**Entries**.
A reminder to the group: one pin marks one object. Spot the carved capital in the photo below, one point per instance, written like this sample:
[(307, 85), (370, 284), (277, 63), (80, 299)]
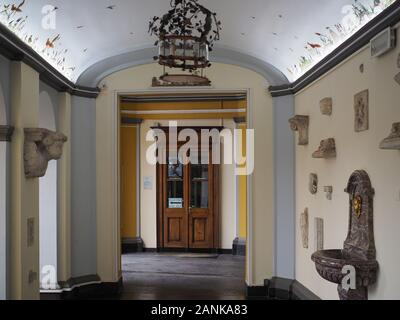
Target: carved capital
[(392, 142), (301, 124), (6, 133), (41, 146)]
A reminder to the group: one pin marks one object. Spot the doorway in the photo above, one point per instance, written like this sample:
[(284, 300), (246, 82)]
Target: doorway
[(188, 203)]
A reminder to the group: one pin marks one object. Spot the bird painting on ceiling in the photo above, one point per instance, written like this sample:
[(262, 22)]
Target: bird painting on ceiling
[(51, 43), (360, 13)]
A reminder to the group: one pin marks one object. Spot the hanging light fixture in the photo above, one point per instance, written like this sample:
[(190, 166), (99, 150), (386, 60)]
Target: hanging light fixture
[(186, 35)]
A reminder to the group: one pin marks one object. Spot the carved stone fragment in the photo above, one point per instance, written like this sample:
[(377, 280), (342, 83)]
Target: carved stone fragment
[(326, 150), (41, 146), (301, 124), (328, 190), (304, 227), (313, 183), (392, 142), (397, 78), (361, 111), (326, 106), (319, 234)]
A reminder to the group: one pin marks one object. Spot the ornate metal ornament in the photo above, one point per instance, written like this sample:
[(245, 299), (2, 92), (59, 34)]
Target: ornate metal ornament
[(186, 35)]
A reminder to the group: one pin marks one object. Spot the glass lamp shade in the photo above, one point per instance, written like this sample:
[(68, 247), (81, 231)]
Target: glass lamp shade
[(185, 52)]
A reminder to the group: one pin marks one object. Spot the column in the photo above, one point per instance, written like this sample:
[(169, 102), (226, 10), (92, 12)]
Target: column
[(5, 137), (64, 191), (24, 264)]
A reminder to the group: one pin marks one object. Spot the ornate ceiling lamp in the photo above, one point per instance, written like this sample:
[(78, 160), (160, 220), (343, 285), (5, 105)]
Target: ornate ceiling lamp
[(186, 35)]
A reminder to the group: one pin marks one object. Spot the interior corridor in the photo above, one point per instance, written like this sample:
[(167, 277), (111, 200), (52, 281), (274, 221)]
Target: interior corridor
[(167, 276)]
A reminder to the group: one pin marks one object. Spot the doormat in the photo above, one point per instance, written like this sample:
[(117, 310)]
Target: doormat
[(191, 255)]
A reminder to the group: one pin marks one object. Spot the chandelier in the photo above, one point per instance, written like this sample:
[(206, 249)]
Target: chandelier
[(186, 34)]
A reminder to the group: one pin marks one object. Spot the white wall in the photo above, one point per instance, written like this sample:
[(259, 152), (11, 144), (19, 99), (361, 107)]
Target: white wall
[(355, 151), (148, 197), (3, 201), (48, 193), (223, 77)]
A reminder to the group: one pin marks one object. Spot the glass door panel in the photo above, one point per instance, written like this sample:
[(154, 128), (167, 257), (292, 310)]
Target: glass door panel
[(175, 184), (199, 192)]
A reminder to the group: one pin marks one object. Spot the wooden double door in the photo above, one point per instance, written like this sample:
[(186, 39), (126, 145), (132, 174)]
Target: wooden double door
[(189, 203)]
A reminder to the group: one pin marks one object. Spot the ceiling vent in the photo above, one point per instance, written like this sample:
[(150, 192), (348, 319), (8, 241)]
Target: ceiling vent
[(383, 42)]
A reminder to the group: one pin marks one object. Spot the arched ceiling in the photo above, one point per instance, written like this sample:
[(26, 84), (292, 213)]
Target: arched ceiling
[(291, 35)]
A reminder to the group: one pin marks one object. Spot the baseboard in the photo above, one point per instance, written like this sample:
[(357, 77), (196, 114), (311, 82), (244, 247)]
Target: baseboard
[(84, 288), (183, 250), (132, 245), (239, 247), (280, 289), (256, 293)]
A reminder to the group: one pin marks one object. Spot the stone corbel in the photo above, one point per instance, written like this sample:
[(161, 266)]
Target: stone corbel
[(300, 124), (326, 106), (392, 142), (41, 146), (6, 133)]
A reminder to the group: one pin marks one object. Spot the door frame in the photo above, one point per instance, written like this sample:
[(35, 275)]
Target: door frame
[(115, 185), (215, 201)]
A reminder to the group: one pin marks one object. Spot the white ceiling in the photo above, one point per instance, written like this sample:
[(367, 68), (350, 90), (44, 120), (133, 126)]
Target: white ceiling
[(279, 32)]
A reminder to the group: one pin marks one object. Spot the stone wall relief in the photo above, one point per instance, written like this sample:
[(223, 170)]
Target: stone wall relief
[(328, 191), (326, 150), (361, 111), (304, 227), (313, 183), (41, 146), (392, 142), (301, 123), (326, 105), (319, 234), (397, 76)]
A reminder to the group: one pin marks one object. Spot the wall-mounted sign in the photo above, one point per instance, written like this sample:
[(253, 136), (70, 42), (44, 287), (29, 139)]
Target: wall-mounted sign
[(148, 183), (176, 203)]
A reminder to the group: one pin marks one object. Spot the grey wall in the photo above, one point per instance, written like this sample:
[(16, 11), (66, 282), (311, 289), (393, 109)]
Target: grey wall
[(284, 188), (4, 176), (83, 187)]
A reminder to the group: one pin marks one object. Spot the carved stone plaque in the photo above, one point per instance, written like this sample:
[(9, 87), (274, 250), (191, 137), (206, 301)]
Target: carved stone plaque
[(319, 234), (300, 124), (313, 183), (361, 111), (328, 190), (326, 106), (304, 227)]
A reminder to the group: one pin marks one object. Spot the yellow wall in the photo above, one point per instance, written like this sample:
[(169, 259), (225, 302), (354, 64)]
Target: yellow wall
[(128, 181), (354, 151)]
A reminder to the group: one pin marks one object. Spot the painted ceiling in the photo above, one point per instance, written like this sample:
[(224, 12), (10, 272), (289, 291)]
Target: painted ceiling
[(292, 35)]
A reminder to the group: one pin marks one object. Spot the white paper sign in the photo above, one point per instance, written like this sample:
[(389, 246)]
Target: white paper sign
[(148, 183)]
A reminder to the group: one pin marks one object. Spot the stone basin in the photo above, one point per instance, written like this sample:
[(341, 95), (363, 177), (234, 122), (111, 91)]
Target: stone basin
[(330, 263)]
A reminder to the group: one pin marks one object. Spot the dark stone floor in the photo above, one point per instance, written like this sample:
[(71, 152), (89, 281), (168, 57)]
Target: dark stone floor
[(150, 276)]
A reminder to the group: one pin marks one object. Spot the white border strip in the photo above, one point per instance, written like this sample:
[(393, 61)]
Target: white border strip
[(200, 111)]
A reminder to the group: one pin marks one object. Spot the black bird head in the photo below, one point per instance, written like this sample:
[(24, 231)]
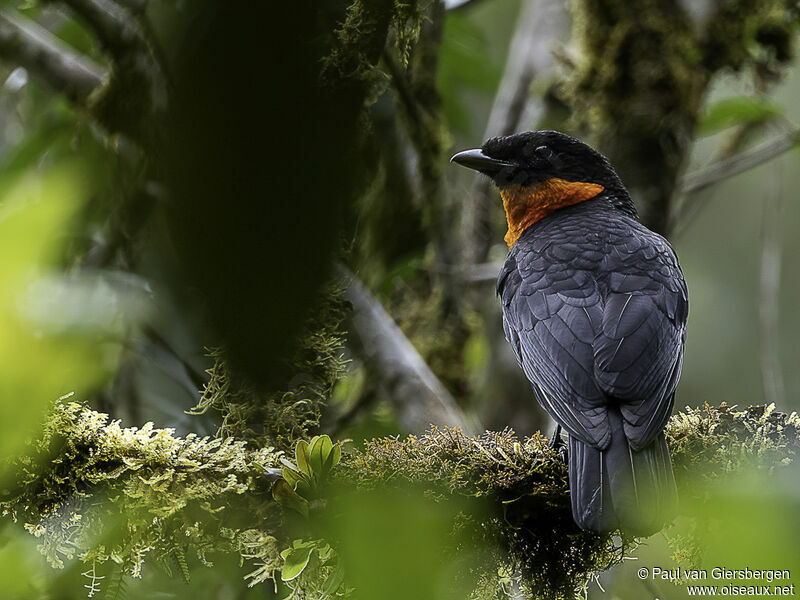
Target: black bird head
[(539, 172)]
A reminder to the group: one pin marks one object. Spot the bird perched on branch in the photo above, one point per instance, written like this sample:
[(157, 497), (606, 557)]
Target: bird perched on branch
[(595, 307)]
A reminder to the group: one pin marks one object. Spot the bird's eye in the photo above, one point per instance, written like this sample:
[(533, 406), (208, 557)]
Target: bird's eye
[(543, 152)]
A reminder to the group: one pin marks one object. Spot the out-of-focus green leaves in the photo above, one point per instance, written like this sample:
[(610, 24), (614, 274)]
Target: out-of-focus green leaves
[(284, 494), (23, 573), (296, 559), (465, 63), (37, 366), (397, 544), (736, 111)]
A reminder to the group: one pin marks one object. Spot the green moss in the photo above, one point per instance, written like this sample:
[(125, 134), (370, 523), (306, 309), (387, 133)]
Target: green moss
[(525, 484), (92, 490), (362, 35), (642, 76), (116, 497)]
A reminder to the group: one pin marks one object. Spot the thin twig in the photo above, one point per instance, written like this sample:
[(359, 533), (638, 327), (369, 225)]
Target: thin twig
[(111, 23), (417, 395), (539, 25), (739, 163), (24, 42), (122, 35)]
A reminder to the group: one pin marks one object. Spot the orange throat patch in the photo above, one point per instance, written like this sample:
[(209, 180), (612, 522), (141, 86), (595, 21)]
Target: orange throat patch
[(526, 204)]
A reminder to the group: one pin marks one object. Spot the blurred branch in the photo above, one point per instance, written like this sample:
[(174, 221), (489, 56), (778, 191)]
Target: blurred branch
[(24, 42), (135, 6), (417, 396), (112, 23), (138, 90), (744, 161), (458, 4), (769, 293)]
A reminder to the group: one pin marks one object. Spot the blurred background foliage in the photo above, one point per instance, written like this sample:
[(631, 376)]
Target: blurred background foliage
[(181, 183)]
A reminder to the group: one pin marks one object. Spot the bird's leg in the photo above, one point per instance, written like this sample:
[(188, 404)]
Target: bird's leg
[(555, 439)]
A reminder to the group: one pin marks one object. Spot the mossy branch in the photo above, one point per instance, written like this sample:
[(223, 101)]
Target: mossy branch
[(87, 477)]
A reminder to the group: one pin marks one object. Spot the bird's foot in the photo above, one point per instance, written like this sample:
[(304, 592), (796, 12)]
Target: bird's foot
[(557, 443)]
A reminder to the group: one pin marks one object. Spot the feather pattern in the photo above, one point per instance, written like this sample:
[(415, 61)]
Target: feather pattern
[(595, 307)]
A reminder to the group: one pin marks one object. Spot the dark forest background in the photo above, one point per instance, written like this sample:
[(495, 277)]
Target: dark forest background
[(240, 221)]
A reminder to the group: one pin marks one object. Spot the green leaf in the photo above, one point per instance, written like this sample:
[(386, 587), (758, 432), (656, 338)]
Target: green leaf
[(735, 111), (284, 495), (336, 455), (333, 582), (295, 562), (319, 450)]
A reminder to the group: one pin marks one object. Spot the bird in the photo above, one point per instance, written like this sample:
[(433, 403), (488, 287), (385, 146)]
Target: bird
[(594, 306)]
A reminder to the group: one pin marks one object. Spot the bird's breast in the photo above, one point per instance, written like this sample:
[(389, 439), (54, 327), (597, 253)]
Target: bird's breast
[(526, 204)]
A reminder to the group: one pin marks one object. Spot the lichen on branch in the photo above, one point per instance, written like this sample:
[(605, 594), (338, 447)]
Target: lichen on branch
[(183, 499)]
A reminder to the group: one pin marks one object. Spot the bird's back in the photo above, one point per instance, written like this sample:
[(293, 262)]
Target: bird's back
[(594, 306)]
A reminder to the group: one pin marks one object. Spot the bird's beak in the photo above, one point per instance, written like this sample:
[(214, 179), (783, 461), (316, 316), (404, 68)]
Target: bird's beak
[(476, 159)]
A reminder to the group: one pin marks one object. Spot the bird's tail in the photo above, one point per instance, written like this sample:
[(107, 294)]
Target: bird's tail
[(619, 488)]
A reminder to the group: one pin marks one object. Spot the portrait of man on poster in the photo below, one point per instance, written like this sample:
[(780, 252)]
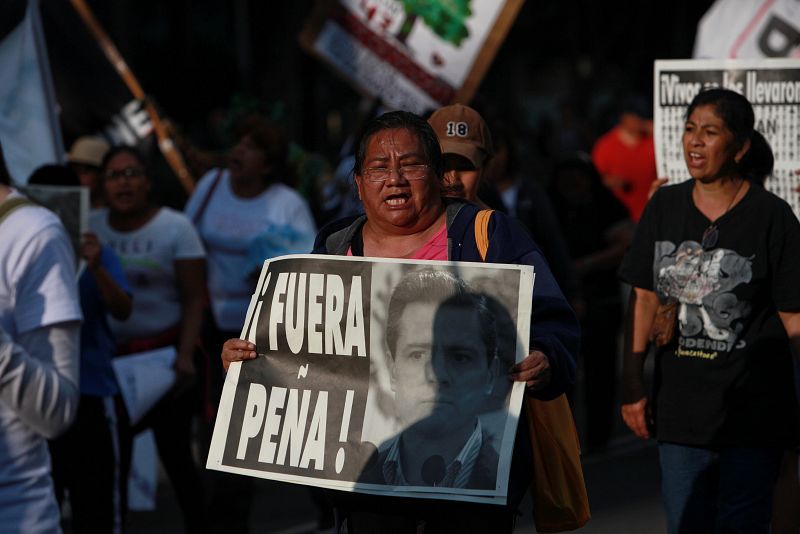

**Problem to solve**. Rewrite everything from the line containing "the white wall" down to the line containing "[(355, 151), (148, 197), (3, 201), (48, 193), (223, 77)]", swapping "white wall" for "plain wall" and leaving all else as is.

**Task answer**.
A reminder to the group: one pin marks one object. Spot the plain wall in the photo above, one point per instance, written like this sample:
[(259, 152), (11, 144), (19, 99), (361, 107)]
Target: plain wall
[(355, 151), (148, 197), (3, 201), (48, 193), (223, 77)]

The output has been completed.